*ASSIGNED TASK A:* In the text on Windows alternatives, rewrite the paragraph beginning "You can update your existing computers" as a bulleted list that keeps its main facts.
*ASSIGNED TASK B:* According to the text on Windows alternatives, what hardware upgrade is most likely to be required for Windows 10?
*ASSIGNED TASK C:* List every condition that the text on Windows alternatives gives for continuing to use Windows 7 for a while.

Many users just go out and buy a new computer with Windows 10, but this is a costly option which may not be necessary. There are alternatives.

You can continue to use Windows 7 for a while as long as you are careful, have all the available updates installed, know your system is clean, and have good antivirus software.

You can update your existing computers from 7 to 10. It is much less expensive than buying a new one. Another advantage is that is you keep your programs, settings, and data.

Most computers in the last 10 years can handle Windows 10. The most likely hardware upgrade required would be an increase in RAM.

But another great option for those who don’t like Windows 10 or Microsoft’s tendency to force you into updates and changes you don’t want, and don’t “need” Windows,  is to dump Microsoft  altogether and switch to Linux.

Web surfing, email, word processing and all the other common things most people do with Windows can be done just as easily with Linux. The graphical user interface of a Linux distribution such as Linux Mint is designed to be very easy for Windows users.

*SOURCE MATERIAL:*

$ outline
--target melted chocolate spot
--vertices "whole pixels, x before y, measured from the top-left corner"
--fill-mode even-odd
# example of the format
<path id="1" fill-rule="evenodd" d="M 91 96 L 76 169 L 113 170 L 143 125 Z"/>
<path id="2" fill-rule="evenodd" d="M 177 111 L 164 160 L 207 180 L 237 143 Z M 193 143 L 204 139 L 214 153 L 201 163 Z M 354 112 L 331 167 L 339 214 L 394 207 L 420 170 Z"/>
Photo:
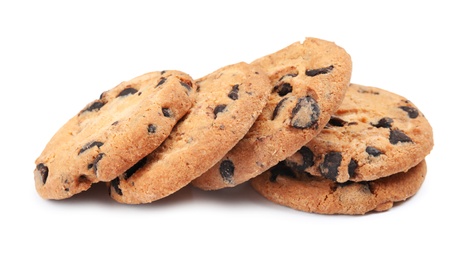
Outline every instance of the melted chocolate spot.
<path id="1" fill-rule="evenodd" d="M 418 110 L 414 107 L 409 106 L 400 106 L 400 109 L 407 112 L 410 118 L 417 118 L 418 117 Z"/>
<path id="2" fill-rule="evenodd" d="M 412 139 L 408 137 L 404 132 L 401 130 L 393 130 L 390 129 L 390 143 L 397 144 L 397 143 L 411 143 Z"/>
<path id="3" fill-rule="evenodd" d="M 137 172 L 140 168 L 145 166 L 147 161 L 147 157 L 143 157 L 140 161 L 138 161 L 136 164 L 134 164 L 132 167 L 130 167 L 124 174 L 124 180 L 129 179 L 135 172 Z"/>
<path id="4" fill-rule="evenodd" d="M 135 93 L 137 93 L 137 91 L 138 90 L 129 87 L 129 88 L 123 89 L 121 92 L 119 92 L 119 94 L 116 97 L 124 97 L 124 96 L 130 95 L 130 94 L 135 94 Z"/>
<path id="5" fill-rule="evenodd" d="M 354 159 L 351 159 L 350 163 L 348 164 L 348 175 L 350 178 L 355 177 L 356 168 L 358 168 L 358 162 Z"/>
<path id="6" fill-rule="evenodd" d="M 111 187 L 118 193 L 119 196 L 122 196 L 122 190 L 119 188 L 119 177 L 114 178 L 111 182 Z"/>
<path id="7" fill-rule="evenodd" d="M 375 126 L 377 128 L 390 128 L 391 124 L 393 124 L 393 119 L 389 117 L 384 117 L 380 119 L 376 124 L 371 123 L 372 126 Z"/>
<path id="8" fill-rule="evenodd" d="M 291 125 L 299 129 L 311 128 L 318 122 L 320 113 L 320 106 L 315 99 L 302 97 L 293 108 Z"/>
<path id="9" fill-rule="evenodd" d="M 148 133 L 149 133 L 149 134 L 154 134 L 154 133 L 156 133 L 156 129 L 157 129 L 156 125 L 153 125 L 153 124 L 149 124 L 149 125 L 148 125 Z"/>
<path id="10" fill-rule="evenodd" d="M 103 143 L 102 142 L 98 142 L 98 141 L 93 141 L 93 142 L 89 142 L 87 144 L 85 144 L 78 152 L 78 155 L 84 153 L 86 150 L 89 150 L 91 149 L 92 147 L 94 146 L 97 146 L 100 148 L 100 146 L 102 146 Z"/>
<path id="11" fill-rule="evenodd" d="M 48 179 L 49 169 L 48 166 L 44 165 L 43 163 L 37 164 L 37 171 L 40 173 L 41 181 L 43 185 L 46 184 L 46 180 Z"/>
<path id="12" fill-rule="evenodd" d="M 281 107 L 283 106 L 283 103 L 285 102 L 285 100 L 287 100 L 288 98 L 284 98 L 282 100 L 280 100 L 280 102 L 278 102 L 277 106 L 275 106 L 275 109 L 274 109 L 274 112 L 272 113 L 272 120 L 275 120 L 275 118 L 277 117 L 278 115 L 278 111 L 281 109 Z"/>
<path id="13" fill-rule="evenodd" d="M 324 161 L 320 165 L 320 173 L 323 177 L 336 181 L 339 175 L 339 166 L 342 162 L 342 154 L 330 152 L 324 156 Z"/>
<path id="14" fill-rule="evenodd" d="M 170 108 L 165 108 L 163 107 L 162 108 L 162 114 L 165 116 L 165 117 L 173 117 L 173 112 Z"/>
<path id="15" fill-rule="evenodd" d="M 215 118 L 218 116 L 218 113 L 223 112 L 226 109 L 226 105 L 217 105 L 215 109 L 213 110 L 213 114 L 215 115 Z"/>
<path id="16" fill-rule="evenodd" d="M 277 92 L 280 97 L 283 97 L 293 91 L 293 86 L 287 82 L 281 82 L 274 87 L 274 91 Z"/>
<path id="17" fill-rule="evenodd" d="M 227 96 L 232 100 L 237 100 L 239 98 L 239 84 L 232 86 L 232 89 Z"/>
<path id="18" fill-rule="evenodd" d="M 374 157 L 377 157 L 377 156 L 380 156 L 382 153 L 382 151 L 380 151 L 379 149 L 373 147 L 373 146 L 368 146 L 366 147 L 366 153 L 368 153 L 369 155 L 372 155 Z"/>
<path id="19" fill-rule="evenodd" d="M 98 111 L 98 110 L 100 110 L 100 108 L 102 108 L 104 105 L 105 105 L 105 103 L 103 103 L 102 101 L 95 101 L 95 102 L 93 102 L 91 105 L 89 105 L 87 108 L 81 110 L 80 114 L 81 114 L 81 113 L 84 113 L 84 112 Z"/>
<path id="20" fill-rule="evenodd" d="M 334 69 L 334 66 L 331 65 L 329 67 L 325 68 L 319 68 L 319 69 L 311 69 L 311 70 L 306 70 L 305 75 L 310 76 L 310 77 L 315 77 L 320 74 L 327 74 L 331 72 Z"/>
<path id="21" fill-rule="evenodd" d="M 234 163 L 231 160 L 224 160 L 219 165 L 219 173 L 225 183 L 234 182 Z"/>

* * *

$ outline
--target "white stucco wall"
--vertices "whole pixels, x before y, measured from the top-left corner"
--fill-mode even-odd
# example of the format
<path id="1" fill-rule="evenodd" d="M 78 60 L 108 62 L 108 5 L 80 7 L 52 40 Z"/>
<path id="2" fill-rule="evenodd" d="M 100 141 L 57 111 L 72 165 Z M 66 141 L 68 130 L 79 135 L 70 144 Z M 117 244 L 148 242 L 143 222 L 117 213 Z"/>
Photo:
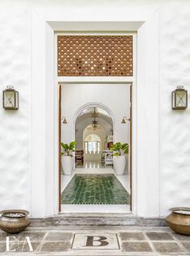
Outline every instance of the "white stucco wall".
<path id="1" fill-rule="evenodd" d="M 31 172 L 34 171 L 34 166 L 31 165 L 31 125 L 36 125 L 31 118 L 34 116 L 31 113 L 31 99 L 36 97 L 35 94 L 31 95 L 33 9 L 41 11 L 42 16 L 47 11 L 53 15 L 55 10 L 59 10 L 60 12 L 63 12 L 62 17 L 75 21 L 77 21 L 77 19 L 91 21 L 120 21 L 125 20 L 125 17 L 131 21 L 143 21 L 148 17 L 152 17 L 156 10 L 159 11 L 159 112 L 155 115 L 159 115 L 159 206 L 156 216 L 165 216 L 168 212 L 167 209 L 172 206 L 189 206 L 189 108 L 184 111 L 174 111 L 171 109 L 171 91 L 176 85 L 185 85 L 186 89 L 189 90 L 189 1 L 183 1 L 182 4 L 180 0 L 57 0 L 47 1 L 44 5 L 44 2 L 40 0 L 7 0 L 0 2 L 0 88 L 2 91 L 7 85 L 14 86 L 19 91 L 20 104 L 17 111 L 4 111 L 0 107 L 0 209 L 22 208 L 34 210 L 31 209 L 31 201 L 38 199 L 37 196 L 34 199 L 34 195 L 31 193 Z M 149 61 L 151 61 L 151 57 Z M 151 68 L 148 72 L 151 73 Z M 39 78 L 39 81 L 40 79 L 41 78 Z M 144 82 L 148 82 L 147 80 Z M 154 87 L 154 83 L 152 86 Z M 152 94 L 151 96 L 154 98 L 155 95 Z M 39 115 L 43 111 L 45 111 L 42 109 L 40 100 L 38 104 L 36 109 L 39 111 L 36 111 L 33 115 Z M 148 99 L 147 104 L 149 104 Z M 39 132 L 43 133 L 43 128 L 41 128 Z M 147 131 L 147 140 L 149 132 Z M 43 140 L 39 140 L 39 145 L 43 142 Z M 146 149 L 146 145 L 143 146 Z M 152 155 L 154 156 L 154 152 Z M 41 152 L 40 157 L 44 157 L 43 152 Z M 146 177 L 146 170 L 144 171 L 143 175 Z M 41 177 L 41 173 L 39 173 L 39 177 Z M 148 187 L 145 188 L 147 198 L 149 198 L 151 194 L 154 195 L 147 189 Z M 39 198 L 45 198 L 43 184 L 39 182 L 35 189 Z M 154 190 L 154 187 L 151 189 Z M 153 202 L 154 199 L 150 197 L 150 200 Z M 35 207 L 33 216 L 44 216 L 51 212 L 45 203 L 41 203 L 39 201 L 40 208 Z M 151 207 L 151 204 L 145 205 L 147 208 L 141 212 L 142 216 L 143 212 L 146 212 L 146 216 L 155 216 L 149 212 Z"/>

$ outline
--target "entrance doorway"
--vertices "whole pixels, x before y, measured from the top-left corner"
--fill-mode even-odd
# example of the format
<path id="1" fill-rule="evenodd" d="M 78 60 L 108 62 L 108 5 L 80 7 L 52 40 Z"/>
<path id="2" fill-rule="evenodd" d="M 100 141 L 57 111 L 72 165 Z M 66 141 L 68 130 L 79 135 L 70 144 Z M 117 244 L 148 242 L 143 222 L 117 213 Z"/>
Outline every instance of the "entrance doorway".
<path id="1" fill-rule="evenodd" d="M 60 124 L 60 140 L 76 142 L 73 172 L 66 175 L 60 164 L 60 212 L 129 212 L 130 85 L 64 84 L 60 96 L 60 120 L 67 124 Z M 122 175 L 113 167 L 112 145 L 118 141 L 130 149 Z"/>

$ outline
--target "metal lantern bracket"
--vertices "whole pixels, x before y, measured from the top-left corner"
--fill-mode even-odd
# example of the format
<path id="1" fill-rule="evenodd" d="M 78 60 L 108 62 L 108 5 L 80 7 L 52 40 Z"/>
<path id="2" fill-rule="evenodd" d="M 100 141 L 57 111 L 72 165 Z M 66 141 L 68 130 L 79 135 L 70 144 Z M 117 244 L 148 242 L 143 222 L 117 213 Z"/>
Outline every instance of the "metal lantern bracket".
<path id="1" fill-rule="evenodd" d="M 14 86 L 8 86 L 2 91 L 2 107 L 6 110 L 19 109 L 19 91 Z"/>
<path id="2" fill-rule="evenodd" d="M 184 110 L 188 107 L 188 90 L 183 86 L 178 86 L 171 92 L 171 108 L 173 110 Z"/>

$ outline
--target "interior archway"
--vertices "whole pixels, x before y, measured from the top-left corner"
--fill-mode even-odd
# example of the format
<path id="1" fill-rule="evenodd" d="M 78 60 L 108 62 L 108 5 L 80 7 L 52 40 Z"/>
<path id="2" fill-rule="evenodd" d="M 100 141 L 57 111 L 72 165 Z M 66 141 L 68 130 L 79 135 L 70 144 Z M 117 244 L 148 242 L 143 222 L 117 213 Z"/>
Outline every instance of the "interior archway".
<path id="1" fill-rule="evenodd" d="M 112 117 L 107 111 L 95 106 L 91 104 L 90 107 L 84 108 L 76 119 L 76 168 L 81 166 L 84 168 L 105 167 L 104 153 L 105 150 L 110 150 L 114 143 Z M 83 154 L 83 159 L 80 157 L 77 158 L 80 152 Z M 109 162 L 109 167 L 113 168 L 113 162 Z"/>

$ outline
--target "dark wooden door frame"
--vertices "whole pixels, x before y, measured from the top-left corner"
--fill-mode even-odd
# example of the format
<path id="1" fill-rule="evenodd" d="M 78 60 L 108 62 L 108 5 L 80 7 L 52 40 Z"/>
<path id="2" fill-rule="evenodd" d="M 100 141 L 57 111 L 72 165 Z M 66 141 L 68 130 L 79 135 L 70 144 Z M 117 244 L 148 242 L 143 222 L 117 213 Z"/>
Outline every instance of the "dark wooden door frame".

*WRITTEN REPLY A:*
- Existing computers can be updated from Windows 7 to Windows 10.
- This costs much less than buying a new computer.
- Programs, settings, and data are kept.

*WRITTEN REPLY B:* An increase in RAM.

*WRITTEN REPLY C:*
- Being careful
- Having all the available updates installed
- Knowing the system is clean
- Having good antivirus software